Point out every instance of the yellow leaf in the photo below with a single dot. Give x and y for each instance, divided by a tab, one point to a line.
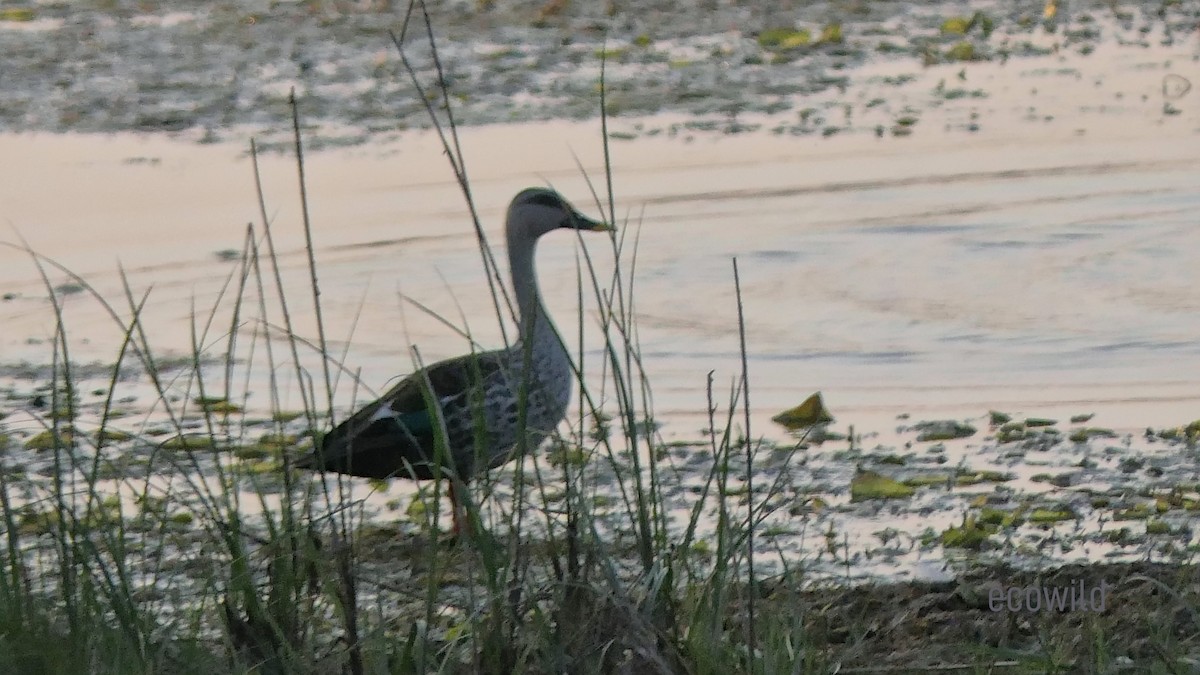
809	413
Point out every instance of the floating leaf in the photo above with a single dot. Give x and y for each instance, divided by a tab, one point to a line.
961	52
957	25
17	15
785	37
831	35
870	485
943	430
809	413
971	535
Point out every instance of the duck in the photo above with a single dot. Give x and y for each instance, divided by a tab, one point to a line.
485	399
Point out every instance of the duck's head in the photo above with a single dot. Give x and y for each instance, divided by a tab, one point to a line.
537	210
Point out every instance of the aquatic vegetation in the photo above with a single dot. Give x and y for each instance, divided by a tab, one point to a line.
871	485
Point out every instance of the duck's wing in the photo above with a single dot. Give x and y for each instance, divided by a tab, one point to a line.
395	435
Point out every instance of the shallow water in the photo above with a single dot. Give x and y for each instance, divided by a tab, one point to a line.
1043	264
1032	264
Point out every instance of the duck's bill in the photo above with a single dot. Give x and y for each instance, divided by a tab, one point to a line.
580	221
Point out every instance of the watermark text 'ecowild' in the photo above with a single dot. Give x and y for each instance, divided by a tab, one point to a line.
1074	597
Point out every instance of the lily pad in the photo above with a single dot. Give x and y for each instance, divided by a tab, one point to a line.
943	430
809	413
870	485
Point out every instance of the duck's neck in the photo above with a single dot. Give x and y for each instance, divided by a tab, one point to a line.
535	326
━━━
* What you are asked to do *
Copy all the entries above word for word, including the coordinate lines, and leave out the pictures.

* Output *
Point out every instance of the yellow leaf in the photo below with a single dot. Give x and y for each instance, divided by a tab, one point to a line.
809	413
Point out every instance of the floating leaf in the photo above with a single dot. Give x and y for each instance, divided by a tab, one point to a line.
961	52
957	25
17	15
785	37
831	35
870	485
943	430
809	413
971	535
Point out every instance of the duck in the photo above with a single dot. Give x and y for each instance, divided by a tab, one point to a line.
485	399
Point out every instance of the duck's head in the photo above with a single dot. Give x and y for each instance, divided by a tab, one point to a line.
537	210
Point out every instance of the aquatic vegetation in the photo above with a single dot. Give x and y for each instance, divided by a tab, one point to a line.
871	485
Point out every instance of the duck's wing in the photo above with a single dot. Give x and y for each instance, divided by a tab, one point to a line.
395	435
Point out every instance of the shallow water in the photo above with a single dot. Give x and y for each instance, divided by a tab, one point to a line.
1043	264
1032	264
Point out every instance of the duck's bill in the photo above with a single dot. Give x and y for each instance, divided by a tab, one point to a line.
580	221
Point out every instance of the watermark text 'ecowild' in the photo above with a single dot. Give x and y for each instance, divided by a tab, one point to a line.
1074	597
Point out every instance of the lily pad in the photo above with a single dot. Give x and y for each instance, divided by a tab, one point to a line.
943	430
809	413
870	485
Point out every instance of the duck's neck in the photo above with a single dot. Give x and y for each instance, divided by a tab, one point to a line.
535	326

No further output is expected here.